*WRITTEN PROBLEM*. Resize the data from its start through the line holding "<point>367,48</point>", both included, and give those lines alone again with the requests left in. Multiply each answer coordinate by 2.4 and round to a whole number, halves going up, leaving the numbers in the requests and their format samples unchanged.

*TASK DATA*.
================

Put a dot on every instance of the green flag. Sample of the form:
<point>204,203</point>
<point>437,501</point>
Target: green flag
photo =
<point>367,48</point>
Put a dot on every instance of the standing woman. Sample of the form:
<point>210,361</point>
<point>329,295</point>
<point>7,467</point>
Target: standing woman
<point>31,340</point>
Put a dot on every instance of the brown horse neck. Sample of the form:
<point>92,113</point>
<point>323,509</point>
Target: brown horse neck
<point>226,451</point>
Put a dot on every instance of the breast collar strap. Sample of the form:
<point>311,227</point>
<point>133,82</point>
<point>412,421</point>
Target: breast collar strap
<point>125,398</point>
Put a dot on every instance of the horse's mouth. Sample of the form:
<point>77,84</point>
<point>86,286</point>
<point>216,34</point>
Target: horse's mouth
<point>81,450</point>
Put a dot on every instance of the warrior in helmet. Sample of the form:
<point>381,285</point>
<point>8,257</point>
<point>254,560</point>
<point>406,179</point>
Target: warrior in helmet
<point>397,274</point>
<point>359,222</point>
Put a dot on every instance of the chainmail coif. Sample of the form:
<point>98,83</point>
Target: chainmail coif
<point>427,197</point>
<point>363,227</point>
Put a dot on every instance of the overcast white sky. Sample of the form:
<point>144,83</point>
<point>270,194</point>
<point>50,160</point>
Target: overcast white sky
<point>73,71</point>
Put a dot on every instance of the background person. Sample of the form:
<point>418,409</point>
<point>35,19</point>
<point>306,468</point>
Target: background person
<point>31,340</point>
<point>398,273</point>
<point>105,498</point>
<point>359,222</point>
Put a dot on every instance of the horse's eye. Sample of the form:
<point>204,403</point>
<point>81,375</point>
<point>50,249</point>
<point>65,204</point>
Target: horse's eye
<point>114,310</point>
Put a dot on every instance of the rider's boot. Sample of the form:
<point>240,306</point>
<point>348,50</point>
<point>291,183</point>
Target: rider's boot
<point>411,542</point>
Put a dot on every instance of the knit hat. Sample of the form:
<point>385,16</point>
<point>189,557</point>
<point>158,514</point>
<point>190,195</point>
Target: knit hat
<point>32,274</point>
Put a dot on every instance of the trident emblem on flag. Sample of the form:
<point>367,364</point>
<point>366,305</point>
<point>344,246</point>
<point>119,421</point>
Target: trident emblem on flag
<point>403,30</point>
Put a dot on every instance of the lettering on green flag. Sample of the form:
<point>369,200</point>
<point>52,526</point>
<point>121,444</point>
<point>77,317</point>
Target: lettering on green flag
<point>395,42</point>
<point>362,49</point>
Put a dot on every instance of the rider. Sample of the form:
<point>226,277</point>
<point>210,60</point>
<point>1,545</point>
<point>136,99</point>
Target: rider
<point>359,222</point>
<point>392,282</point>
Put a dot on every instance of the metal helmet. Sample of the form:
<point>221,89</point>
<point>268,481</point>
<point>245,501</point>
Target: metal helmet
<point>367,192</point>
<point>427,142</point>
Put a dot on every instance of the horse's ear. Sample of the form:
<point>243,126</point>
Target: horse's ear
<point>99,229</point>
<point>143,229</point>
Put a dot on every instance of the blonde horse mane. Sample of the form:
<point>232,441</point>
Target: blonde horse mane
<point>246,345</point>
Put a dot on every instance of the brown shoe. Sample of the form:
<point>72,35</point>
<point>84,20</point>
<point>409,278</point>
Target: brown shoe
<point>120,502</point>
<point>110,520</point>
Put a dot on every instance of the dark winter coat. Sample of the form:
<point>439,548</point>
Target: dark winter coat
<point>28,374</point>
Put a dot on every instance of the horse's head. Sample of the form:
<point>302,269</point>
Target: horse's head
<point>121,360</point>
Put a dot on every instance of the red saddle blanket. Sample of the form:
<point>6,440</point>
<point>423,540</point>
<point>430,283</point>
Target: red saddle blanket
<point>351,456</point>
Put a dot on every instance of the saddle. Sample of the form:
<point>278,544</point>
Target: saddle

================

*SOLVED PROBLEM*.
Put a dot on every instance of the green flag. Sample of the form:
<point>204,203</point>
<point>437,501</point>
Target: green flag
photo =
<point>881,115</point>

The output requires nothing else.